▶ _TEXT SHOWN_
[START]
There, his new friends and counsellors – soldiers, technicians, merchants, craftsmen – mostly adventurers or ne'er–do–wells, were trying their luck in distant Moscow. In this motley company the Tsar spent days and nights, free from all ceremony and convention. Sharing the joys and sorrows of the colony, he joined in its festivities, and attended the funerals of its humblest members.
There he was exposed to the many facets of European civilization – religious tolerance, emancipation of women, and so forth. He learned the Dutch language, fencing, dancing and, beyond all reasonable measure, he learned to drink and smoke. He loved this world of freedom, of endless merry–making, of rowdy and often vulgar pleasures.
The society of orthodox Moscow took exception to this way of life and to the conduct of the young Tsar. Peter was reproached for breaking tradition, for infrequent attendance at church and, above all, for familiarly consorting with foreign heretics. The importance of this chasm between the Tsar and his people is fully understood when one remembers that the patriarch – the head of the Russian church – had now on his deathbed exhorted the Russians to destroy the heretics' churches and drive the foreigners from their posts.
But Peter troubled himself little with the talk in the city, the hatred of foreigners and the conflict with old Moscow. In a coarse and unpleasant way, he often made fun of his backward contemporaries. For instance, he organized 'Fools' Weddings,' at which his court had to ride on oxen, goats, pigs, and dogs behind the bridal pair in their brilliant state coach, while the highest nobles of the land marched on foot.
It was only after the death of his mother in 1694 that Peter, now aged twenty–two, took the management of state affairs into his own hands, and the next few years brought early justification of the unusual occupations of his early days. For many centuries Russia had been cut off from the Black Sea by the Tartars and Turks; but, with the conquest of the Turkish fortress of Azov, Peter could now in 1696 temporarily assure Russian entrance into this sea. And this victory was made possible by the fleet that Peter had built.
But this success was to be only the beginning. Already Peter was dreaming of setting all Christians free from the Turkish rule. For this he proposed building more ships and bringing about a European coalition. As for practical measures, fifty young men were sent by him to study navigation in western Europe. But because it was his nature to understand how all things worked, he would not remain behind, and himself decided to go abroad. The motto of his mission was: 'I am among the pupils, and seek the teachers.'
Peter's decision created new consternation in Moscow. Never before had a Russian Tsar left his country. Again Moscow was seething and once more, just in time, a conspiracy against the Tsar's life was uncovered, and the guilty ones executed.
[END]
▶ _PROBLEMS AND TASKS_
a) According to the passage on Peter the Great, how many young men did Peter send to western Europe to study navigation?
b) Rewrite the paragraph of the passage on Peter the Great beginning "But this success was to be only the beginning" as a short bulleted list that keeps its main facts.
c) Reproduce the passage on Peter the Great from "There he was" to "often vulgar pleasures.", replacing "Dutch" with "Swedish".

▶ _COLLECTED DATA_
[START]
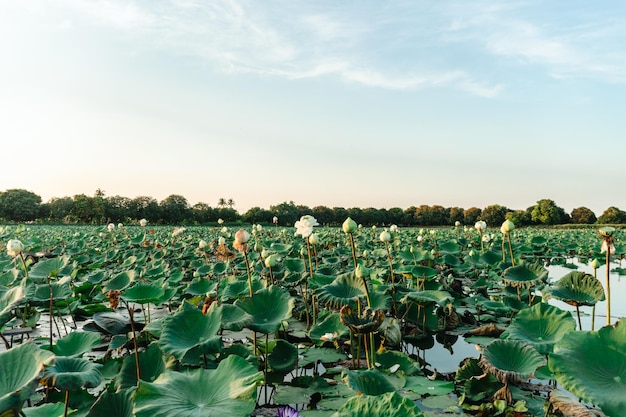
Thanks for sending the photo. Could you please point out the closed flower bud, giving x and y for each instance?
(349, 226)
[END]
▶ _IN RESPONSE_
a) Fifty.

b)
- The conquest of Azov was meant to be only a first success.
- Peter dreamed of freeing all Christians from Turkish rule.
- To that end he proposed building more ships and forming a European coalition.
- He sent fifty young men to western Europe to study navigation.
- Wanting to understand how all things worked, he decided to go abroad himself.
- His mission's motto was: "I am among the pupils, and seek the teachers."

c)
There he was exposed to the many facets of European civilization – religious tolerance, emancipation of women, and so forth. He learned the Swedish language, fencing, dancing and, beyond all reasonable measure, he learned to drink and smoke. He loved this world of freedom, of endless merry–making, of rowdy and often vulgar pleasures.